Everyday Honesty are the tiny strands that each cord is made of.  Every tiny fiber is a truth, and when you lie, that fiber is cut.  It may take many tiny lies to sever a cord, but while they are tiny, they are still compromising that relationship.  Lying about brushing your teeth, lying about filling a water bottle, lying about taking a shower.  All of these little lies are cutting tiny fibers in the cords that make up your rope.  And while it's very very hard to take a pair of scissors to cut a whole rope, it's not that difficult to nip away at the fibers in the individual cords and eventually cut through.

Recovering addicts wake up every morning and say, "Today, I'm not going to drink, smoke, etc."  This declaration is a conscious 'reset' every day.  Lying, to me, is much the same thing.  Waking up and saying, "Today, I'm going to tell the truth."  It starts the day off with a mindset of honesty.  Eventually, the honesty will become habit.  Yes, the truth may not be pretty.  Yes, the truth may hurt.  But the truth also heals.  It heals those fibers.  It heals relationships.  It builds trust, and bonds.  It's the Everyday Honesty that relationships are predicated on.

PROBLEM STATEMENT:
Please set down word for word the part of the passage on everyday honesty starting with "Recovering addicts wake" and going on through "are predicated on.".

RAW RECORDS:
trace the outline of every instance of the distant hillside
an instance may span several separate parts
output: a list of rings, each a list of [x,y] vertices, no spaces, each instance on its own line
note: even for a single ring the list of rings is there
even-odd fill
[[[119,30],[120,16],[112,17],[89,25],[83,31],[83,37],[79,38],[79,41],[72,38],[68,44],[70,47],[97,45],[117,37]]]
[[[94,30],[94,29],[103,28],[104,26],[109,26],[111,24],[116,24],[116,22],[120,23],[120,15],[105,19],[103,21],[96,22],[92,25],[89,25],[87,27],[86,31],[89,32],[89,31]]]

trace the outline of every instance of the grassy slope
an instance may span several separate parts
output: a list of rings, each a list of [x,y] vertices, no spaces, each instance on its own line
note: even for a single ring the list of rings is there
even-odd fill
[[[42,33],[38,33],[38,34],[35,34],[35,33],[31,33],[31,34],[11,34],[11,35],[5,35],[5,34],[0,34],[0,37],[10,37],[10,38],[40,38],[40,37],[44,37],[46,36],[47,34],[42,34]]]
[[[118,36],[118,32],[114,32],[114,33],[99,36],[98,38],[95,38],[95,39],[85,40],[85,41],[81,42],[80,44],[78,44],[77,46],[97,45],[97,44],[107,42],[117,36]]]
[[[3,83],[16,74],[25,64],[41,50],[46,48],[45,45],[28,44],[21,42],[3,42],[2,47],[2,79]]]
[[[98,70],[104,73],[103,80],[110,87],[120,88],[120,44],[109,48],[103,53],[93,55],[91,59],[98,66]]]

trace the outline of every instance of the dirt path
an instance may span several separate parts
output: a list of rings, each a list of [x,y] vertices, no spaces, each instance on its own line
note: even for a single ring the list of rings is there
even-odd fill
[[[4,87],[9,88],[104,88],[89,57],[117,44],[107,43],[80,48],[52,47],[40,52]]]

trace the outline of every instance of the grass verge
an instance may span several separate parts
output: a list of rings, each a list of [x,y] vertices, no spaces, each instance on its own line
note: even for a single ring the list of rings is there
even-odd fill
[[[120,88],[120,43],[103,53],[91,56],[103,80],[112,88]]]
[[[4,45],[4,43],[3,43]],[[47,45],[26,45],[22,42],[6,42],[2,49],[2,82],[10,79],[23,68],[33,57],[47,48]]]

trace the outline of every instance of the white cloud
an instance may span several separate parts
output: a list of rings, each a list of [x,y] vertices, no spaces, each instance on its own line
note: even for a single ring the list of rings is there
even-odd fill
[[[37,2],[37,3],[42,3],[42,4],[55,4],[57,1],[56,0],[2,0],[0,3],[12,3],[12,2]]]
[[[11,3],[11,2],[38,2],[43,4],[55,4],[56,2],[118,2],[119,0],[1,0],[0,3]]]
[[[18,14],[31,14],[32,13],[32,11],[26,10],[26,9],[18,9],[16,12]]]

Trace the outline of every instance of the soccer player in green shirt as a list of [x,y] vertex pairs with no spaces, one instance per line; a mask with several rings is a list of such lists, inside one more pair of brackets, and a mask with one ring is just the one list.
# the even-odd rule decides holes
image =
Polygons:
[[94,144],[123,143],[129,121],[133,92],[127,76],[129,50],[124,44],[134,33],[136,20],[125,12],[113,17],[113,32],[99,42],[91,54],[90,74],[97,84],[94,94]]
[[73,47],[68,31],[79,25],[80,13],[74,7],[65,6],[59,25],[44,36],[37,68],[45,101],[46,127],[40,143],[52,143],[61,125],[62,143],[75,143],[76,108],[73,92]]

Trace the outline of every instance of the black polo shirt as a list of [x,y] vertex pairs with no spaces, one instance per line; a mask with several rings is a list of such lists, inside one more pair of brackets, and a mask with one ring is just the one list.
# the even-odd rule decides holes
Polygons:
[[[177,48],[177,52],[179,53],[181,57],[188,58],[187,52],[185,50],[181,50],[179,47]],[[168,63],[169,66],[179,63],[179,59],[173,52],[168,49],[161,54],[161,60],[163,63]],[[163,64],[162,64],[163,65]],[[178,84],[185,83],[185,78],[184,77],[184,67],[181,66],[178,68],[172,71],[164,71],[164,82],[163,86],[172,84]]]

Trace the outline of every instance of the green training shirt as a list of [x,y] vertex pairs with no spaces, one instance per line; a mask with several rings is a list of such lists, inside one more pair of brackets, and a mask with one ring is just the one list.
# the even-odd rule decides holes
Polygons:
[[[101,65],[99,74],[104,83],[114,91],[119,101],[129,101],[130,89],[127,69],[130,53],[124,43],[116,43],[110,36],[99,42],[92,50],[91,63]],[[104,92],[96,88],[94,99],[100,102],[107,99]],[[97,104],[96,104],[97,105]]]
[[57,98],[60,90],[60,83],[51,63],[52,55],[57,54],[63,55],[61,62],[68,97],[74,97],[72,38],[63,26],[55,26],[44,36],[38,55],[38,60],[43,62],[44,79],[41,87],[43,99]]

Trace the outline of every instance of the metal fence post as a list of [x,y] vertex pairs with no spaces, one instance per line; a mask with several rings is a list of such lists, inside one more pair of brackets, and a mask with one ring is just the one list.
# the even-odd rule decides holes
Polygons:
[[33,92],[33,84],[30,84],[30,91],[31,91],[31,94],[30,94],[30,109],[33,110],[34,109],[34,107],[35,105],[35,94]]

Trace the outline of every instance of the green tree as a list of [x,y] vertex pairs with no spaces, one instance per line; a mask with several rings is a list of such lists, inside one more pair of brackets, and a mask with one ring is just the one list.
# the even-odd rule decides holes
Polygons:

THE ANSWER:
Recovering addicts wake up every morning and say, "Today, I'm not going to drink, smoke, etc."  This declaration is a conscious 'reset' every day.  Lying, to me, is much the same thing.  Waking up and saying, "Today, I'm going to tell the truth."  It starts the day off with a mindset of honesty.  Eventually, the honesty will become habit.  Yes, the truth may not be pretty.  Yes, the truth may hurt.  But the truth also heals.  It heals those fibers.  It heals relationships.  It builds trust, and bonds.  It's the Everyday Honesty that relationships are predicated on.